PROBLEM TO WORK ON
What do the lines say from the one containing "the green shrub" to the end of the records? Restate them word for word, and only those.

· · · · · · ·

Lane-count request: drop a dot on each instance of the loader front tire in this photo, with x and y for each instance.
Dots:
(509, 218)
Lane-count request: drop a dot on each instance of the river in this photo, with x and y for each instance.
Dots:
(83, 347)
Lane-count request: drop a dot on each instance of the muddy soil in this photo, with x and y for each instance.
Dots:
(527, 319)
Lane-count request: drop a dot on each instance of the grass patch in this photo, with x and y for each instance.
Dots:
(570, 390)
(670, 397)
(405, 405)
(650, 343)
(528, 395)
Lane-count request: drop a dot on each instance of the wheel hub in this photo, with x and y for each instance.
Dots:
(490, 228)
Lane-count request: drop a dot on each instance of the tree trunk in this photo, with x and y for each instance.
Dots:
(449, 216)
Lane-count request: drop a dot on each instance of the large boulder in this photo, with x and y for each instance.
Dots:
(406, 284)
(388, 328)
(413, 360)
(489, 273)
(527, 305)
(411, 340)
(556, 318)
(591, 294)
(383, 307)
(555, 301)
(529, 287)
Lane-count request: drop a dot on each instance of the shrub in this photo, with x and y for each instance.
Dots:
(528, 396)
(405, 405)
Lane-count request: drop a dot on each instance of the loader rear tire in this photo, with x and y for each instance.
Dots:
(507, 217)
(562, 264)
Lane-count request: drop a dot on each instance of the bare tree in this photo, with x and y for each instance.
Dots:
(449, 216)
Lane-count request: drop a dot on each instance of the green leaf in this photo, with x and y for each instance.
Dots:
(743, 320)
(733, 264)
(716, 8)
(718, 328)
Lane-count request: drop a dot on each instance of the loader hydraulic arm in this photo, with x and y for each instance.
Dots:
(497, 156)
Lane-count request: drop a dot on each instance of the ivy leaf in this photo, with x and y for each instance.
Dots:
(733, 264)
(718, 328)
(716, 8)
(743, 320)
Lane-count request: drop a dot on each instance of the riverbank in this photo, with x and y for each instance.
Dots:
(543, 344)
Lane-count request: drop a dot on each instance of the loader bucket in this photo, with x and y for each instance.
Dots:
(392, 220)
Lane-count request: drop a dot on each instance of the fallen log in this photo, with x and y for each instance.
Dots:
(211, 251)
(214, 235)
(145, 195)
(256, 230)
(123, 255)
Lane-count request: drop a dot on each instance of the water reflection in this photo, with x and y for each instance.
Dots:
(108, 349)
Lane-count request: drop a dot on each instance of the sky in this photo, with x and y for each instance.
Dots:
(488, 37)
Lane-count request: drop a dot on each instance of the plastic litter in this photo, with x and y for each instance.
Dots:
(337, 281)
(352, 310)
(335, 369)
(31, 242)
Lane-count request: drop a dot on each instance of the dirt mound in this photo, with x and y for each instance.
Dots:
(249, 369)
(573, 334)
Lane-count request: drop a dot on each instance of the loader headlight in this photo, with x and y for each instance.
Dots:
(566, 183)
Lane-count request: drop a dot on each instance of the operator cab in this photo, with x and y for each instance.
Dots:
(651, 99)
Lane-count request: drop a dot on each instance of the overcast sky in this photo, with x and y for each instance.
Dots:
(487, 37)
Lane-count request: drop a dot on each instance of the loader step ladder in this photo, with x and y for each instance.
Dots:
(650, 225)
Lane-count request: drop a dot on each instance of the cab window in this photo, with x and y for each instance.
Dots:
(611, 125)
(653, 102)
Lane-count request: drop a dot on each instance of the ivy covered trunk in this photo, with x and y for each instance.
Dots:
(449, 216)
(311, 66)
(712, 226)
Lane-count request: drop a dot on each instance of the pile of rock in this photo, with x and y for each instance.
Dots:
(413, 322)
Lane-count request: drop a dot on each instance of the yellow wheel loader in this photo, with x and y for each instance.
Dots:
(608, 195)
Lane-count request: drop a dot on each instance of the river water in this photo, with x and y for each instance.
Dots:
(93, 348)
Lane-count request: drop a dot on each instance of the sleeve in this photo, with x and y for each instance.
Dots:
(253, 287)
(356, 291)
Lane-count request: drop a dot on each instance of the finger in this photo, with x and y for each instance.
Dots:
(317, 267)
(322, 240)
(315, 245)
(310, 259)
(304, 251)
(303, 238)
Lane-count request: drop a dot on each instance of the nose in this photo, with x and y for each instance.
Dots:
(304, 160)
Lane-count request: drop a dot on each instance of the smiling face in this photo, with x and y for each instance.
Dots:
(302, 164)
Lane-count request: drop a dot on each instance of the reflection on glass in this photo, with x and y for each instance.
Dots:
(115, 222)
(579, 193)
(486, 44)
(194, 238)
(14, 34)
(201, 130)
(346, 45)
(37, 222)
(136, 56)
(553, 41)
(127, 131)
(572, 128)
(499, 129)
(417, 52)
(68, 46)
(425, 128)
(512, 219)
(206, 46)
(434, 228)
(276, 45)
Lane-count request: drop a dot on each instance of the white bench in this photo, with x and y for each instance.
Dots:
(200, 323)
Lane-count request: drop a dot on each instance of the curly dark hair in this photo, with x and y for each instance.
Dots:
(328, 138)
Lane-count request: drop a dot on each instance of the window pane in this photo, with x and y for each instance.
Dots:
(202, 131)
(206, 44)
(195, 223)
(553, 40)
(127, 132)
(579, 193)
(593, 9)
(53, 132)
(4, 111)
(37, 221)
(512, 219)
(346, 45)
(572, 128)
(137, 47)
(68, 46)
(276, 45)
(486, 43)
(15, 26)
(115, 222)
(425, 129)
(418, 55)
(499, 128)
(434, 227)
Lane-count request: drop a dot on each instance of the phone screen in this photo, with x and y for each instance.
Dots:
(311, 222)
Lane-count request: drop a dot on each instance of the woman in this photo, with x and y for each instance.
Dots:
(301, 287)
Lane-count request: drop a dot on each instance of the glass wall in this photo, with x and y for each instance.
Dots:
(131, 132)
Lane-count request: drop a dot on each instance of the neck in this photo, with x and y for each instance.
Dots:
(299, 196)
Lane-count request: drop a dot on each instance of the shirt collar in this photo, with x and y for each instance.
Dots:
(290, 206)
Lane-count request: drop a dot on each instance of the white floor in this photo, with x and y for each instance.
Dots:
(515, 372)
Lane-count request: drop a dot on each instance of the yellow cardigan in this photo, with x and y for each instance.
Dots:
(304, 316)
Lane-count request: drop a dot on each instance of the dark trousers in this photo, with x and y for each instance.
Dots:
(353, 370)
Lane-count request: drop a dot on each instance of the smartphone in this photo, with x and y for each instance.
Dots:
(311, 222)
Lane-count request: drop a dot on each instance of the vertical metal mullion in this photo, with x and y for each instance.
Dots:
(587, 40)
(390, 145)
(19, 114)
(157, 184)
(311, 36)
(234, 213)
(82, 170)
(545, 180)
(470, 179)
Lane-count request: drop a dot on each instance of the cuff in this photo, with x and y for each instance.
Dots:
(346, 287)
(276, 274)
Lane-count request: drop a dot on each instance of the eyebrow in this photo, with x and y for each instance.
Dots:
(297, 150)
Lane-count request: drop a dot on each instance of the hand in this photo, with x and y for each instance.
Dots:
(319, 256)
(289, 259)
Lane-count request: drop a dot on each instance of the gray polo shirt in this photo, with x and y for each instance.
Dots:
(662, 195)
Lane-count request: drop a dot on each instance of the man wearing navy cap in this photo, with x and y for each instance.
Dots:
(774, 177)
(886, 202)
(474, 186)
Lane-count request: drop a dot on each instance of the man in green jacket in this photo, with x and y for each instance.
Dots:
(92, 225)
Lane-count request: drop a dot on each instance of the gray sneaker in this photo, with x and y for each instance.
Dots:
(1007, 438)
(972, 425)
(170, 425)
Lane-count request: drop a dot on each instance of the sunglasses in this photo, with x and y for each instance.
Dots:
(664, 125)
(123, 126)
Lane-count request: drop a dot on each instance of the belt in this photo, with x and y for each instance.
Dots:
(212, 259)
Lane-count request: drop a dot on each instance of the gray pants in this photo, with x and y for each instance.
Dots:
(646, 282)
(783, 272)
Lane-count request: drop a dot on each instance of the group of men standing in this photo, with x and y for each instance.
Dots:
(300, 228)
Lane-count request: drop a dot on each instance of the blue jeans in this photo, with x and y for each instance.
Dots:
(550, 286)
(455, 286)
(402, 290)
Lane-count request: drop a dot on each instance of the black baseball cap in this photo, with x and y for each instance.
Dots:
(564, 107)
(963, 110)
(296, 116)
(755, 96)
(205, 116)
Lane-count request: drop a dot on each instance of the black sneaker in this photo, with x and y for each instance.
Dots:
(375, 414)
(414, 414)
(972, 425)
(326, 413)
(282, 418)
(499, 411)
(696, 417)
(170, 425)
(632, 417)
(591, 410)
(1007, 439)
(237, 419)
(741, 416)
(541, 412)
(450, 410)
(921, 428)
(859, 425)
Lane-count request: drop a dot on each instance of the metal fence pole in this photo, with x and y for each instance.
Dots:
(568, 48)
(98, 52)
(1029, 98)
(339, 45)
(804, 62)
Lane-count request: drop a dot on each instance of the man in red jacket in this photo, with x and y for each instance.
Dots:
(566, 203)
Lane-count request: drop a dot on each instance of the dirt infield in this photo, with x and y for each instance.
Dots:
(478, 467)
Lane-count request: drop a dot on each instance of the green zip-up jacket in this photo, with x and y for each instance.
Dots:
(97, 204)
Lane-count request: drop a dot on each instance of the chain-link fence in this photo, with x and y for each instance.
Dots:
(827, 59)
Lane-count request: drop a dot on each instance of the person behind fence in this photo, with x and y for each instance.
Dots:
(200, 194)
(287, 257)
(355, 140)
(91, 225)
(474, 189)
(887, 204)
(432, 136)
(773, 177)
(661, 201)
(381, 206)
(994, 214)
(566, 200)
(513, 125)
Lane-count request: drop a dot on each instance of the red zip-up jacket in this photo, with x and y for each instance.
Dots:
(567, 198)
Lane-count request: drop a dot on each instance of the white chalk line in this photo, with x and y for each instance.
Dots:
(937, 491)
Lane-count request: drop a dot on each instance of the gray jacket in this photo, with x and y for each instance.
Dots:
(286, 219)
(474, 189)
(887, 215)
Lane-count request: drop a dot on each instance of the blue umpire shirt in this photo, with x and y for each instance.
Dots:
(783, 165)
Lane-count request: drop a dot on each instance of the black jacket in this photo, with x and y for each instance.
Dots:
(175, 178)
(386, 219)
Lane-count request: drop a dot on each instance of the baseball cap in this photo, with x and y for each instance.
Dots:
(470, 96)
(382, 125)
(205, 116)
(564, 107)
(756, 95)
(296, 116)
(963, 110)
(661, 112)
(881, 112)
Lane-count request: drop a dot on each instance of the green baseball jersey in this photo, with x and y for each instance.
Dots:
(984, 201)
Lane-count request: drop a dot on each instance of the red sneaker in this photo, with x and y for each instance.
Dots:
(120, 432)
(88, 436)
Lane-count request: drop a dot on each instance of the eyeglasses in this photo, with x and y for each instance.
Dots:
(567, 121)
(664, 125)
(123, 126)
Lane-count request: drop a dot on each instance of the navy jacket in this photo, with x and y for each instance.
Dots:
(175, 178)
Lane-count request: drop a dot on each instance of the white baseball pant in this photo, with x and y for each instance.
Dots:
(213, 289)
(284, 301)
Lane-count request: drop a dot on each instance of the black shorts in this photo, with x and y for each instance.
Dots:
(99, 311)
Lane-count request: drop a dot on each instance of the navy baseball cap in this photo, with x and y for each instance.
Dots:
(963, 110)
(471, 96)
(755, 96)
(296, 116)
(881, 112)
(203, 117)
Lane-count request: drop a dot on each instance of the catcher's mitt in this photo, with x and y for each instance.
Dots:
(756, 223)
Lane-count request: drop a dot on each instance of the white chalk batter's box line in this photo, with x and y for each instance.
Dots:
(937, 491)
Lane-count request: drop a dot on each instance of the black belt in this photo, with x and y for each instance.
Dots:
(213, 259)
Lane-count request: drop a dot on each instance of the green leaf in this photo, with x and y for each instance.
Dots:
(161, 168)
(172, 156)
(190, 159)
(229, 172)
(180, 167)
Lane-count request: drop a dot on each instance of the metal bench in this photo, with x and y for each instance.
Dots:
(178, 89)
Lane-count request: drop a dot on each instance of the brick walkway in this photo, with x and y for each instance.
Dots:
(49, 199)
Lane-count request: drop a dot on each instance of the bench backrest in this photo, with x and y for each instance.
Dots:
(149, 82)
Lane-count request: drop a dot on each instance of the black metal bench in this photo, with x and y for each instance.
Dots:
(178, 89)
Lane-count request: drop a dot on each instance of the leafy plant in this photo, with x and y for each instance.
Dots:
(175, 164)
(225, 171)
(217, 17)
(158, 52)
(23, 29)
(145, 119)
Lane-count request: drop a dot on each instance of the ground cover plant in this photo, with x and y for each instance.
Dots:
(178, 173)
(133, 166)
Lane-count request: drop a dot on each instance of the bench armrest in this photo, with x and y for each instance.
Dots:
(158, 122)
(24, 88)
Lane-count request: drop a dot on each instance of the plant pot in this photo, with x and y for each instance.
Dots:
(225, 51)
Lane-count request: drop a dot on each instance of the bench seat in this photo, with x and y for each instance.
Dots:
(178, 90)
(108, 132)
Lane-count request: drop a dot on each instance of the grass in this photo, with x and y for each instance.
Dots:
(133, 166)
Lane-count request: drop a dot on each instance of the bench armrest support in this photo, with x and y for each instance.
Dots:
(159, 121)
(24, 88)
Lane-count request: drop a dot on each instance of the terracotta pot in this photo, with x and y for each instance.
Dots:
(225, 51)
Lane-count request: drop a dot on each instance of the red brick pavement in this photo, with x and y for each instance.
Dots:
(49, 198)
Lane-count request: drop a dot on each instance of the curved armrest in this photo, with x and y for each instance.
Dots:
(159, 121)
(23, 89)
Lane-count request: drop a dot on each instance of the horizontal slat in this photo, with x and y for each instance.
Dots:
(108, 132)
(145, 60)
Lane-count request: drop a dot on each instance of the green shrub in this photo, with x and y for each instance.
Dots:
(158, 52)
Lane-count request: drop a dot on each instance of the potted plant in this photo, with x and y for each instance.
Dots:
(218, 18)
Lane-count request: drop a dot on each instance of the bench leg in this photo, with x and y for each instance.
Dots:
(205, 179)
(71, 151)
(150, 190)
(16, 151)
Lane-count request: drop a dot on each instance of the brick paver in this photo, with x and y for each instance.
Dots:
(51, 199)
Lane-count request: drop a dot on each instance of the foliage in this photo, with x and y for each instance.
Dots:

· · · · · · ·

ANSWER FOR THE TASK
Lane-count request: drop a dot on each instance of the green shrub in this photo, with x and y for each instance.
Dots:
(158, 52)
Lane-count request: drop a dot on each instance of the potted plant in this photo, with x and y for each instance.
Dots:
(218, 18)
Lane-count request: drop a dot on each instance of the bench leg in this photo, with x and y for each instance.
Dots:
(205, 179)
(71, 151)
(150, 190)
(16, 151)
Lane-count request: drop a dot on each instance of the brick paver in this photo, with x and y for each instance.
Dots:
(51, 199)
Lane-count request: drop a dot on each instance of the foliage in this photo, with x and y for each instance.
Dots:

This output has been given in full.